==== MATERIAL ====
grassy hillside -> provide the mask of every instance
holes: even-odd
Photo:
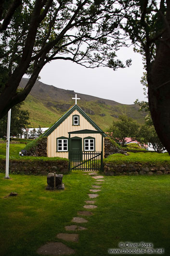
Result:
[[[21,81],[23,87],[27,81]],[[59,89],[37,81],[24,101],[23,109],[30,112],[30,127],[49,127],[74,104],[74,91]],[[136,105],[125,105],[113,100],[78,93],[78,105],[101,128],[106,130],[120,114],[126,114],[142,124],[144,114]]]

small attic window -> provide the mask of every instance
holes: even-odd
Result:
[[[79,116],[78,115],[73,115],[73,125],[79,125]]]

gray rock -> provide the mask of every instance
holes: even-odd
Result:
[[[149,171],[148,173],[148,174],[149,175],[152,175],[154,174],[154,173],[152,171]]]
[[[161,171],[157,171],[156,173],[157,174],[163,174],[163,172]]]
[[[52,187],[54,187],[54,173],[49,173],[47,175],[47,184]],[[60,185],[62,183],[63,175],[56,174],[56,185]]]

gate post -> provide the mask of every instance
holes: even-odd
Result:
[[[100,160],[100,170],[103,171],[103,133],[102,134],[102,152]]]
[[[71,171],[71,154],[70,154],[70,148],[71,148],[71,138],[70,134],[69,134],[68,139],[68,160],[69,160],[69,170]]]

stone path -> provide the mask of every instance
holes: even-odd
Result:
[[[97,194],[88,194],[88,196],[90,198],[96,198],[99,196],[99,195]]]
[[[94,188],[101,188],[102,187],[101,186],[96,186],[95,185],[92,185],[92,186]]]
[[[60,233],[57,235],[57,238],[62,240],[65,240],[65,241],[78,242],[78,234]]]
[[[94,205],[93,205],[93,206],[94,206]],[[91,209],[91,208],[89,208],[89,209]],[[88,212],[87,211],[83,211],[78,212],[78,214],[83,215],[84,216],[91,216],[91,215],[92,215],[92,213],[91,213],[91,212]]]
[[[84,173],[84,175],[87,175]],[[89,175],[92,176],[92,177],[96,180],[95,184],[97,185],[92,185],[92,189],[90,189],[90,191],[96,193],[101,191],[102,186],[97,185],[103,184],[104,180],[102,179],[104,178],[103,176],[98,175],[96,172],[89,172]],[[88,194],[90,199],[93,199],[98,197],[99,195],[98,194]],[[87,200],[85,201],[86,204],[84,205],[83,208],[87,209],[93,210],[97,208],[97,206],[94,205],[96,201],[93,200]],[[93,212],[94,213],[94,212]],[[91,216],[93,215],[91,212],[88,211],[81,211],[78,212],[78,215]],[[74,217],[71,220],[72,222],[75,223],[87,223],[88,220],[84,218],[80,217]],[[81,226],[78,226],[76,225],[66,226],[65,227],[66,231],[78,231],[87,229],[87,228]],[[58,239],[65,241],[66,242],[78,242],[79,234],[78,233],[60,233],[56,235],[56,237]],[[59,256],[60,255],[71,255],[74,254],[76,251],[63,243],[59,242],[48,242],[46,244],[41,246],[37,251],[37,253],[42,255],[49,255],[54,256]]]
[[[85,230],[87,228],[84,227],[78,226],[77,225],[66,226],[65,229],[67,231]]]
[[[90,189],[90,191],[93,192],[101,191],[101,189]]]
[[[97,208],[97,205],[93,205],[93,204],[87,204],[84,205],[83,207],[85,209],[94,209]]]

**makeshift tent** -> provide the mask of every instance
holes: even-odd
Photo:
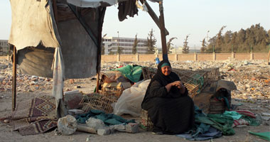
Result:
[[[168,58],[162,0],[158,18],[140,0],[161,28],[163,50]],[[133,17],[137,0],[10,0],[12,25],[9,43],[14,48],[12,109],[16,107],[16,64],[21,73],[53,77],[56,105],[63,97],[64,79],[99,75],[102,24],[106,7],[119,2],[119,19]],[[146,8],[145,8],[146,9]],[[165,46],[164,46],[165,45]],[[97,79],[99,77],[97,77]]]

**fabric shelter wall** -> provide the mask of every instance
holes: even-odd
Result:
[[[51,70],[54,48],[28,47],[18,51],[18,65],[21,73],[53,77]]]
[[[59,48],[60,39],[53,17],[51,0],[10,0],[12,24],[9,43],[17,50],[36,47]]]

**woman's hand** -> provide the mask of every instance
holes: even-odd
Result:
[[[171,82],[171,84],[172,86],[177,87],[179,89],[183,87],[183,85],[180,81],[175,81],[173,82]]]
[[[181,94],[185,93],[185,88],[184,85],[182,84],[182,82],[180,81],[175,81],[175,82],[169,83],[166,86],[165,86],[165,87],[167,89],[167,92],[170,92],[171,88],[173,86],[175,86],[175,87],[177,87],[178,88],[179,88],[180,89],[180,92]]]

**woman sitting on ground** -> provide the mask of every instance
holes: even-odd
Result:
[[[153,124],[153,132],[161,134],[182,133],[191,129],[195,121],[193,101],[171,70],[168,60],[158,64],[141,104]]]

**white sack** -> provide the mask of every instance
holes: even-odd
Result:
[[[150,80],[139,82],[124,90],[115,104],[114,114],[119,116],[123,114],[129,114],[133,116],[139,116],[141,109],[141,104],[149,82]]]

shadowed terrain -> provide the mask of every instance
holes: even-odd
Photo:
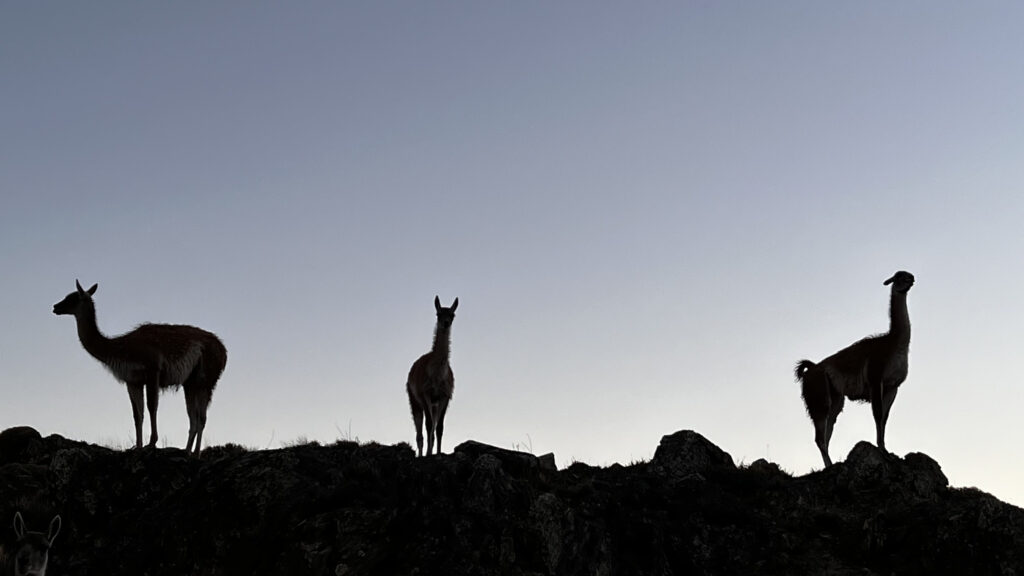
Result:
[[[0,433],[3,542],[18,507],[63,519],[51,574],[1024,575],[1024,510],[863,442],[794,478],[688,430],[649,462],[557,470],[474,442],[195,459],[19,427]]]

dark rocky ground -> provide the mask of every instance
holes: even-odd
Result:
[[[120,452],[0,433],[0,539],[53,512],[60,575],[957,574],[1024,576],[1024,510],[924,454],[858,444],[793,478],[703,437],[650,462],[555,470],[476,443]]]

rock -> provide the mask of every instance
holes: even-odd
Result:
[[[356,443],[189,458],[7,430],[0,446],[17,454],[0,461],[0,544],[27,503],[34,526],[59,512],[48,572],[67,576],[1024,576],[1024,510],[869,443],[798,478],[736,468],[692,431],[648,463],[561,471],[479,443],[429,458]]]
[[[0,463],[22,461],[43,440],[36,428],[16,426],[0,433]]]
[[[490,446],[488,444],[482,444],[472,440],[463,442],[459,446],[456,446],[455,453],[465,454],[473,460],[482,454],[489,454],[495,458],[498,458],[498,460],[500,460],[505,466],[505,469],[513,476],[536,474],[539,470],[553,471],[558,469],[558,467],[555,466],[554,454],[545,454],[544,456],[537,457],[528,452],[506,450],[504,448],[498,448],[497,446]]]
[[[680,430],[662,438],[650,462],[664,474],[683,478],[716,468],[735,468],[732,456],[692,430]]]

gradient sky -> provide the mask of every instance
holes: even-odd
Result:
[[[51,306],[228,349],[208,444],[414,442],[606,465],[695,429],[820,468],[794,381],[888,326],[889,448],[1024,504],[1024,5],[17,2],[0,7],[0,427],[115,446],[123,385]],[[183,396],[160,429],[181,447]],[[845,459],[873,442],[848,403]]]

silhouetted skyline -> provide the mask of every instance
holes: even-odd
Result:
[[[216,333],[204,445],[415,446],[460,298],[444,448],[610,464],[689,428],[821,465],[793,368],[888,326],[887,447],[1024,504],[1024,7],[38,3],[0,18],[0,427],[129,446],[99,329]],[[181,447],[181,393],[161,445]],[[873,441],[848,403],[830,450]]]

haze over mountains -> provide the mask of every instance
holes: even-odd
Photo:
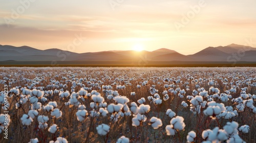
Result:
[[[256,48],[231,44],[208,47],[197,53],[184,55],[175,51],[160,49],[152,52],[110,51],[78,54],[57,49],[40,50],[27,46],[0,45],[0,61],[237,61],[256,62]]]

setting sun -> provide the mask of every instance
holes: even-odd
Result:
[[[144,47],[141,44],[136,44],[133,46],[133,50],[140,52],[144,50]]]

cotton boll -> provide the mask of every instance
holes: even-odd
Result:
[[[125,137],[124,136],[122,136],[117,140],[116,143],[129,143],[130,140],[127,137]]]
[[[52,105],[49,105],[49,104],[46,106],[42,106],[44,111],[46,111],[47,112],[51,111],[53,110],[54,107]]]
[[[186,107],[188,106],[188,105],[187,105],[187,104],[184,101],[181,102],[181,105],[183,106],[183,107]]]
[[[99,108],[99,112],[103,116],[105,116],[106,115],[106,114],[109,113],[108,110],[105,110],[105,109],[104,109],[103,108]]]
[[[202,132],[202,137],[203,137],[203,138],[205,140],[207,139],[209,137],[209,135],[212,134],[212,131],[210,129],[204,130]]]
[[[51,112],[51,115],[56,118],[61,117],[62,115],[62,112],[58,108],[55,109]]]
[[[7,121],[6,120],[7,120]],[[1,125],[3,125],[3,126],[9,126],[11,118],[10,118],[10,115],[9,114],[7,115],[4,114],[0,114],[0,123]]]
[[[191,99],[194,99],[194,97],[190,96],[187,96],[187,99],[188,101],[190,101]]]
[[[244,104],[250,109],[252,109],[253,106],[253,101],[252,99],[244,101]]]
[[[28,143],[38,143],[39,142],[38,139],[37,138],[30,139],[30,141]]]
[[[31,117],[32,119],[34,119],[35,117],[38,115],[38,112],[36,110],[30,110],[29,111],[29,113],[28,114]]]
[[[140,114],[144,114],[150,111],[150,106],[148,105],[141,104],[138,109],[138,112]]]
[[[249,131],[250,131],[250,127],[248,125],[243,125],[241,126],[239,129],[238,130],[240,132],[242,132],[243,133],[249,133]]]
[[[165,130],[167,135],[175,135],[176,131],[173,129],[173,125],[167,125],[165,127]]]
[[[137,104],[133,102],[131,104],[130,110],[134,114],[137,114],[138,113],[138,106]]]
[[[20,120],[22,120],[22,124],[26,126],[30,125],[31,123],[33,122],[33,119],[28,115],[25,114],[23,114],[22,117],[20,118]]]
[[[39,122],[38,128],[39,129],[45,129],[48,127],[48,124],[47,123],[42,123]]]
[[[96,116],[99,116],[99,112],[97,112],[95,110],[92,110],[90,111],[90,116],[91,117],[96,117]]]
[[[236,106],[238,109],[239,112],[242,112],[244,111],[244,105],[243,103],[240,103]]]
[[[176,114],[174,111],[172,111],[171,109],[167,109],[166,112],[165,113],[166,115],[167,115],[169,117],[173,118],[173,117],[176,115]]]
[[[57,140],[54,142],[54,143],[68,143],[68,140],[62,137],[58,137]]]
[[[183,121],[184,118],[183,117],[177,116],[176,117],[173,118],[170,123],[170,124],[174,126],[174,129],[177,131],[180,131],[183,130],[186,126]]]
[[[104,98],[102,97],[99,93],[97,95],[93,94],[91,98],[95,103],[101,103],[104,102]]]
[[[56,124],[53,124],[48,129],[48,131],[52,134],[54,134],[57,131],[59,127]]]
[[[139,104],[142,104],[146,102],[146,100],[145,100],[145,98],[142,98],[138,100],[137,102]]]
[[[39,115],[37,117],[37,121],[38,122],[40,122],[42,123],[45,123],[48,122],[49,118],[48,116],[44,116],[44,115]]]
[[[193,142],[195,141],[195,139],[197,137],[197,134],[196,132],[193,131],[190,131],[187,135],[187,140],[188,142]]]
[[[196,96],[195,98],[190,101],[190,103],[194,106],[197,106],[203,102],[203,97],[202,96]]]
[[[161,127],[163,125],[161,119],[158,118],[154,116],[152,117],[150,120],[150,125],[151,125],[151,126],[152,126],[152,127],[154,129],[157,129],[159,127]]]
[[[63,99],[68,97],[70,95],[68,91],[66,91],[65,92],[60,91],[59,93],[59,98]]]
[[[166,94],[163,96],[163,100],[166,101],[168,99],[169,99],[169,96],[167,94]]]
[[[155,105],[160,105],[160,104],[162,104],[162,100],[161,100],[159,98],[157,98],[154,101],[154,104],[155,104]]]
[[[102,124],[97,127],[96,129],[98,134],[105,135],[110,131],[110,127],[108,125]]]
[[[32,104],[36,104],[38,101],[38,99],[36,97],[32,97],[29,98],[29,102]]]

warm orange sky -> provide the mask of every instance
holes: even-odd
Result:
[[[255,0],[6,2],[0,0],[2,45],[77,53],[167,48],[188,55],[256,41]],[[86,38],[79,40],[80,35]]]

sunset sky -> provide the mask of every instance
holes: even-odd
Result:
[[[256,41],[255,6],[255,0],[0,0],[0,44],[188,55]]]

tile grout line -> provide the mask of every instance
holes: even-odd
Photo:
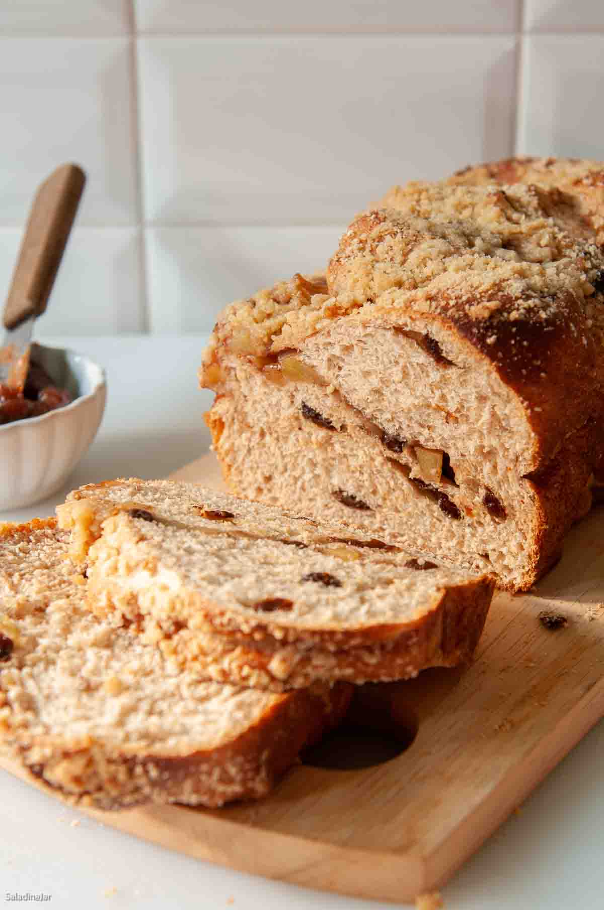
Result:
[[[525,42],[526,42],[526,15],[527,0],[518,0],[519,32],[518,35],[518,50],[516,60],[516,104],[514,106],[514,147],[512,155],[518,155],[521,118],[524,114],[524,76],[525,76]]]
[[[148,276],[146,268],[146,233],[145,229],[145,189],[143,181],[143,143],[140,111],[140,91],[138,81],[138,50],[136,36],[136,22],[134,8],[135,0],[129,0],[128,11],[131,25],[130,31],[130,75],[132,78],[133,130],[135,137],[135,165],[136,167],[136,209],[138,222],[138,278],[140,289],[138,301],[140,331],[150,334],[150,312],[148,299]]]

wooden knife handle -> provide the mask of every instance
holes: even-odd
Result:
[[[5,329],[46,308],[85,183],[81,167],[62,165],[35,194],[5,303]]]

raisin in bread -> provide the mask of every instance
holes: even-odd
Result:
[[[262,796],[344,713],[350,686],[273,695],[175,672],[86,608],[68,537],[54,521],[0,532],[0,746],[64,796],[103,809]]]
[[[602,249],[547,187],[412,184],[327,269],[219,318],[201,384],[228,489],[525,590],[603,450]]]
[[[191,484],[82,487],[58,509],[90,605],[176,665],[257,686],[415,675],[471,655],[488,577]]]

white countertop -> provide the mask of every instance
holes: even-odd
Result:
[[[39,340],[65,344],[104,366],[107,407],[96,440],[65,489],[36,506],[0,513],[0,521],[50,515],[68,490],[82,483],[166,476],[207,449],[202,415],[212,396],[199,391],[196,379],[204,339]],[[52,895],[45,905],[78,910],[391,906],[265,881],[171,853],[66,809],[2,771],[0,788],[0,901],[43,892]],[[466,864],[442,896],[447,910],[604,908],[604,723]]]

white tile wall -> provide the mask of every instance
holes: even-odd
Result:
[[[535,32],[604,31],[602,0],[525,0],[527,29]]]
[[[604,159],[604,34],[525,40],[519,150]]]
[[[150,329],[210,332],[225,303],[294,272],[322,270],[346,224],[153,228],[146,263]]]
[[[85,167],[81,224],[138,219],[127,38],[0,39],[0,205],[22,223],[64,160]]]
[[[141,32],[513,32],[516,0],[136,0]]]
[[[602,0],[0,0],[0,293],[76,160],[46,329],[207,330],[390,183],[604,158],[602,60]]]
[[[3,0],[0,35],[125,35],[128,0]]]
[[[146,217],[346,220],[391,183],[505,153],[514,48],[511,37],[142,39]]]

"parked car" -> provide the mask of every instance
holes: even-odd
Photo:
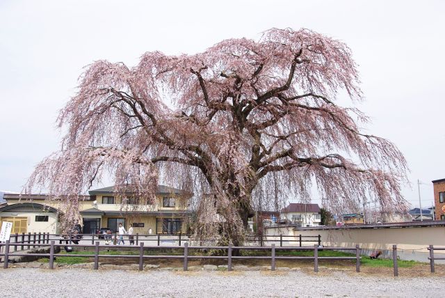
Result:
[[[99,234],[99,239],[105,239],[105,235],[108,233],[108,232],[111,231],[111,234],[114,233],[113,229],[108,228],[101,228],[100,230],[98,230],[96,234]]]

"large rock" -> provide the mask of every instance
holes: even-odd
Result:
[[[187,268],[188,271],[200,271],[202,270],[202,267],[201,266],[188,266]]]

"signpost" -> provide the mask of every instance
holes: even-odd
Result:
[[[0,231],[0,242],[6,242],[9,240],[13,229],[13,223],[3,221],[1,224],[1,231]]]

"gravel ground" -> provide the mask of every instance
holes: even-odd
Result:
[[[443,297],[443,277],[363,276],[341,272],[149,272],[0,269],[2,297]]]

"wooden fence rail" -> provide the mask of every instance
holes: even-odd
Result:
====
▸ **THE EXERCISE**:
Retype everything from the first line of the rows down to the line containing "[[[79,116],[78,115],[73,115],[73,125],[79,125]]]", with both ends included. Leave the pictures out of your copy.

▸ **FULL ANSWER**:
grassy hillside -> provide the mask of every instance
holes: even-odd
Photo:
Result:
[[[21,81],[23,87],[27,81]],[[59,89],[37,81],[24,101],[23,109],[30,112],[30,127],[49,127],[74,104],[74,91]],[[136,105],[125,105],[113,100],[78,93],[78,105],[101,128],[106,130],[120,114],[126,114],[142,124],[144,114]]]

small attic window -> provide the mask of every instance
holes: even-odd
Result:
[[[79,116],[78,115],[73,115],[73,125],[79,125]]]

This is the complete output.